*** Records shown

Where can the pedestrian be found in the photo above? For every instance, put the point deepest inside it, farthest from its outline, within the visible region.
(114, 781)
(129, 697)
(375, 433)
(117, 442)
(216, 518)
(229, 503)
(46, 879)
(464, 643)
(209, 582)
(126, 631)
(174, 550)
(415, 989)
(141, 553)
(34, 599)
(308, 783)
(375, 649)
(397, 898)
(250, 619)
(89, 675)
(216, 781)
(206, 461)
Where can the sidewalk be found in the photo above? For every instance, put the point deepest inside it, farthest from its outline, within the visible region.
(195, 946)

******

Task details ::
Give the rows starting at the line containing "Where can the sidewalk" and ending at the end of the rows as a two-column CSV with the columns request and answer, one line for each row. Put its text and its answer each in a single quoted field, with any line breaks replaced by spaces.

Full solution ::
request,answer
"Where can the sidewalk be found in the photo above? For every instance, put the point deepest inside it, farthest from its outline, within the visible region.","(195, 946)"